# ACTIVITY:
Quote the whole listing verbatim.
--- START ---
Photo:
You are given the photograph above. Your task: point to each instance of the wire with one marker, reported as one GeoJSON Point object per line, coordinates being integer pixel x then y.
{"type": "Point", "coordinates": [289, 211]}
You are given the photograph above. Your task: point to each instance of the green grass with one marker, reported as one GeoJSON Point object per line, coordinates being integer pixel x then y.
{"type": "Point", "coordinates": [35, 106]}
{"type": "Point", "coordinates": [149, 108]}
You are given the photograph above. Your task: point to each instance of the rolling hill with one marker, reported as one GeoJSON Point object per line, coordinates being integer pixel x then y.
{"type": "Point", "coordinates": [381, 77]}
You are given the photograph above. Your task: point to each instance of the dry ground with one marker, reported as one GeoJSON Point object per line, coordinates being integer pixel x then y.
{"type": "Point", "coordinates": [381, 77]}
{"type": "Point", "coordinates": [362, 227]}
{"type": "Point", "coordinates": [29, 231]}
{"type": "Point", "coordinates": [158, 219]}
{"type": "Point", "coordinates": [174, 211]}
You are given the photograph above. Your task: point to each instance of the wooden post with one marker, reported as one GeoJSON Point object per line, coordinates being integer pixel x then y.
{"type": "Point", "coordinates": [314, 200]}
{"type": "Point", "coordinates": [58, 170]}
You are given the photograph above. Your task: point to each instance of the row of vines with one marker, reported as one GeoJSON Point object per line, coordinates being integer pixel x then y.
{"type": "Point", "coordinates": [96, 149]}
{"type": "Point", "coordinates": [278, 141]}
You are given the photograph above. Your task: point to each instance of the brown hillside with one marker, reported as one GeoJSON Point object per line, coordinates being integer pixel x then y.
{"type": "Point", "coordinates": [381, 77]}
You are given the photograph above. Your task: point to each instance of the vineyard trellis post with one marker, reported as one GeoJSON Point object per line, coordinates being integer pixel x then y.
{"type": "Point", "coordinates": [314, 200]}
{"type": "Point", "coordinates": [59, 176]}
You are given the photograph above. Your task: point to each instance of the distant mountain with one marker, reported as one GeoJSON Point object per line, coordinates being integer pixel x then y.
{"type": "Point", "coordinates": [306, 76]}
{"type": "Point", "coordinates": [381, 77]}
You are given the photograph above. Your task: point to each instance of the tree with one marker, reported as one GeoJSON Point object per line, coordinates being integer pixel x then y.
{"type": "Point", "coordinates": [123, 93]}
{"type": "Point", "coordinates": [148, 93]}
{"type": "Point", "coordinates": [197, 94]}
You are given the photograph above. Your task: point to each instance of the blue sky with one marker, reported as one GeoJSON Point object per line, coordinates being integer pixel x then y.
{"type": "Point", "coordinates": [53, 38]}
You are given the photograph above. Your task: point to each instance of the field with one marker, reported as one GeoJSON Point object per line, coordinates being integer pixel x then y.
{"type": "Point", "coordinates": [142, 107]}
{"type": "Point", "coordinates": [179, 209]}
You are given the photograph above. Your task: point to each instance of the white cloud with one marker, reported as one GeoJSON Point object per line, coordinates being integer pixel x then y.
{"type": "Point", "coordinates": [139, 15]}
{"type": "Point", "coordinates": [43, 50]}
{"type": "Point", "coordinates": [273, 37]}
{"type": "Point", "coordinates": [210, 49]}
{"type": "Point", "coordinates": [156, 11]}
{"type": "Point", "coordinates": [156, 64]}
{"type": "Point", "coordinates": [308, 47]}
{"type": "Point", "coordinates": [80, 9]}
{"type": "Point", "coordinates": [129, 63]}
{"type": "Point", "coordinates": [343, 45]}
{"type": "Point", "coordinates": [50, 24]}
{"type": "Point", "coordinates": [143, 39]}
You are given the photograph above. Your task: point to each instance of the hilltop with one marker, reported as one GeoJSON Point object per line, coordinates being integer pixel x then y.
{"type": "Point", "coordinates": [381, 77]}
--- END ---
# RESULT OF THE EXERCISE:
Photo:
You are given the photograph above. Your task: point to each instance of the wire with one marker, reported as one GeoJSON Point object per line, coordinates being integer pixel x then y.
{"type": "Point", "coordinates": [289, 211]}
You are given the photograph above. Your task: point to each instance of the green grass with one marker, reported as one GeoJSON Point object per line, coordinates being integer pixel x then y.
{"type": "Point", "coordinates": [35, 106]}
{"type": "Point", "coordinates": [149, 108]}
You are given the photograph above. Your task: point to each instance of the rolling hill with one marker, reported as one GeoJSON Point object per line, coordinates being integer pixel x then y.
{"type": "Point", "coordinates": [381, 77]}
You are given the photograph above. Your task: point to each instance of the dry ground with one marker, reported as one GeoJSON Point object per line, coordinates being integer pixel x then y.
{"type": "Point", "coordinates": [381, 77]}
{"type": "Point", "coordinates": [362, 227]}
{"type": "Point", "coordinates": [29, 231]}
{"type": "Point", "coordinates": [158, 219]}
{"type": "Point", "coordinates": [174, 211]}
You are given the photograph above. Your task: point to each instance of the wooden post with one marker, reported as one GeoJSON Point object per line, coordinates being integer pixel x then y.
{"type": "Point", "coordinates": [314, 200]}
{"type": "Point", "coordinates": [58, 170]}
You are given the photograph above. Your task: point to each instance of the row of vines with one marker, reported as one GeoJSON Point object per line, coordinates being integer pixel x then y.
{"type": "Point", "coordinates": [96, 149]}
{"type": "Point", "coordinates": [278, 141]}
You are given the photograph above. Your task: point to each instance of the brown hillside with one marker, reported as one GeoJSON Point object per line, coordinates being integer pixel x then y.
{"type": "Point", "coordinates": [381, 77]}
You are given the photograph above. Your task: point to each instance of the vineyard trellis post with one marker, reported as one GeoJSON Point object per line, coordinates being integer pixel x then y.
{"type": "Point", "coordinates": [314, 200]}
{"type": "Point", "coordinates": [59, 176]}
You are given the photograph above. Your task: point to each instance of the distant mountain with one marker, reported as one GeoJSON Point object per line, coordinates being integer pixel x then y.
{"type": "Point", "coordinates": [306, 76]}
{"type": "Point", "coordinates": [381, 77]}
You are given the photograph above. Your task: point to each instance of the tree with one marker, reported as one GeoJSON Point object per line, coordinates being integer pixel x then y.
{"type": "Point", "coordinates": [123, 93]}
{"type": "Point", "coordinates": [148, 93]}
{"type": "Point", "coordinates": [197, 94]}
You are given the photograph above. Your task: point to each instance of the blue sky with one marker, reported as one GeoJSON Point object per line, coordinates being integer pixel x then y.
{"type": "Point", "coordinates": [53, 38]}
You are given the photograph above. Your task: point to each instance of the field with one marker, reported as one GeoJSON Point object per line, coordinates being integer pixel x then y.
{"type": "Point", "coordinates": [142, 107]}
{"type": "Point", "coordinates": [179, 209]}
You are given the photograph above. Your task: point to each instance of the white cloud with one marker, reported as one GeoJSON Point object per line, coordinates being integer pixel x then y.
{"type": "Point", "coordinates": [139, 15]}
{"type": "Point", "coordinates": [43, 50]}
{"type": "Point", "coordinates": [273, 37]}
{"type": "Point", "coordinates": [210, 49]}
{"type": "Point", "coordinates": [156, 11]}
{"type": "Point", "coordinates": [156, 64]}
{"type": "Point", "coordinates": [308, 47]}
{"type": "Point", "coordinates": [80, 9]}
{"type": "Point", "coordinates": [129, 63]}
{"type": "Point", "coordinates": [343, 45]}
{"type": "Point", "coordinates": [50, 24]}
{"type": "Point", "coordinates": [143, 39]}
You are given the photograph above. Your task: point to each instance of the hilltop with one marker, reported as one GeoJSON Point object per line, coordinates being integer pixel x then y.
{"type": "Point", "coordinates": [381, 77]}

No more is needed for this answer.